## WHAT THIS TASK INVOLVES:
Rewrite the listing below so that each "woman" becomes "person", with everything else unchanged. Do not include the pictures.

## WORKING DATA:

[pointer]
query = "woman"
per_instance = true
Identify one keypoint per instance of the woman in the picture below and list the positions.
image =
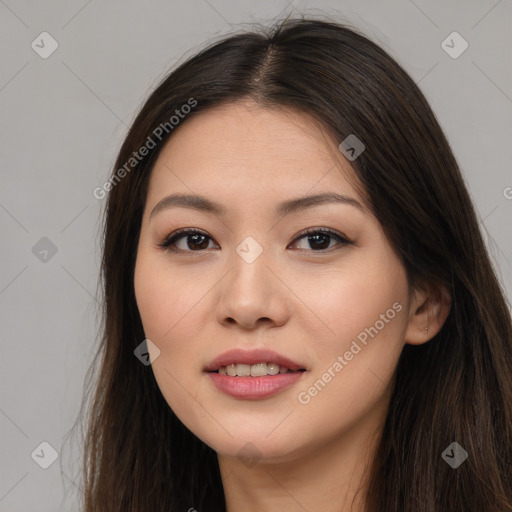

## FINAL RESULT:
[pointer]
query = "person"
per_instance = true
Identify one keypoint per instance of the person in the picture below and list the positions.
image =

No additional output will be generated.